Dataset rows showing where objects appear

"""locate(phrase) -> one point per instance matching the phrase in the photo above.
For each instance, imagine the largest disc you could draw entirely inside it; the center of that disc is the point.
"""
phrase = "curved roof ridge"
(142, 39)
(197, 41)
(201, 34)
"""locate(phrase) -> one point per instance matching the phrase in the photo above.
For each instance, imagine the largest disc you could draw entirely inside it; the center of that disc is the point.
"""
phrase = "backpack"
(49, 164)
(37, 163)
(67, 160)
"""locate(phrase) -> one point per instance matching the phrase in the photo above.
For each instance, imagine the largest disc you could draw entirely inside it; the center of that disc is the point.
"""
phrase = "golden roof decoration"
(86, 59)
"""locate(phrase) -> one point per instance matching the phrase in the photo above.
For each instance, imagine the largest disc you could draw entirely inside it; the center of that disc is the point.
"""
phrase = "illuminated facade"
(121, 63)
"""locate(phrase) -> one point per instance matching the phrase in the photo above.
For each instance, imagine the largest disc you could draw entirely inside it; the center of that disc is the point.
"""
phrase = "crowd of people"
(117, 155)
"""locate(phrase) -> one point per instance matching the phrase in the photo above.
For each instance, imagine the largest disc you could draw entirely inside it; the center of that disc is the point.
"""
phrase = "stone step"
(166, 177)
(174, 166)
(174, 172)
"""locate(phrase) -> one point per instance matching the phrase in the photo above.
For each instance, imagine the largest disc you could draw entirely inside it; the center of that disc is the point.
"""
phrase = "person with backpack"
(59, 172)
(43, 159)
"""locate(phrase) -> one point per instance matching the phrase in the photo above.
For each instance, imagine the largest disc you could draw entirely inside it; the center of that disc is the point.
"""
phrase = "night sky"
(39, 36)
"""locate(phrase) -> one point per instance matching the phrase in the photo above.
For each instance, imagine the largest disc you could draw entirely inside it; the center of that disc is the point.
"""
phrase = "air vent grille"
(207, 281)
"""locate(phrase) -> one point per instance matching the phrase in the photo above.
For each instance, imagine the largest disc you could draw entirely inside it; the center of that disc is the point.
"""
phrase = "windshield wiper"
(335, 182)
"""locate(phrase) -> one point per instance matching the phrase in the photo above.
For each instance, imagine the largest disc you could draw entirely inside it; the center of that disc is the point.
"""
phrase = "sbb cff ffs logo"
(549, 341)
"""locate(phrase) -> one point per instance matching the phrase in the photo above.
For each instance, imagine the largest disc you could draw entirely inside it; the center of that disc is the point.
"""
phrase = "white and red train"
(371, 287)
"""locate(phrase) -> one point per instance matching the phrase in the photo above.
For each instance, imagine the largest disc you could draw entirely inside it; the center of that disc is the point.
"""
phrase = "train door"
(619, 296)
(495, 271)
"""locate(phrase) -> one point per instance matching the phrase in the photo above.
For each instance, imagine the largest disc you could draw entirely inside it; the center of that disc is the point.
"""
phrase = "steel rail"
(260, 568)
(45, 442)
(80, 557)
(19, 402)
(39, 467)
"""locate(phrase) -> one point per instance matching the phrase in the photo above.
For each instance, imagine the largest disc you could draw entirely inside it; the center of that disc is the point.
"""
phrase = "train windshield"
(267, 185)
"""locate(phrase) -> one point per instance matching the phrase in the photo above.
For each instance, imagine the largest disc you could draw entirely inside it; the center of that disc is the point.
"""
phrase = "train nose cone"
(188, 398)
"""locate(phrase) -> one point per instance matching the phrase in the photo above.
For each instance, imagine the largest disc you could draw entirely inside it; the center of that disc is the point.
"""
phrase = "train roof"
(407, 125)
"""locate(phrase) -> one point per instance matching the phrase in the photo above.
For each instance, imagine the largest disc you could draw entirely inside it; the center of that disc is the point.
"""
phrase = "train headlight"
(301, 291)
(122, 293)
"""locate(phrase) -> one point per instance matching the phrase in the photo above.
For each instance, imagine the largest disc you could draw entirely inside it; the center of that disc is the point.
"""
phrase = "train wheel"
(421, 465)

__Given exercise__
Pull out every line of the data above that contains the word "train", matching case exactly.

__Result below__
phrase = "white and red train"
phrase = "train door"
phrase = "train windshield"
phrase = "train nose cone"
phrase = "train roof"
phrase = "train headlight"
phrase = "train wheel"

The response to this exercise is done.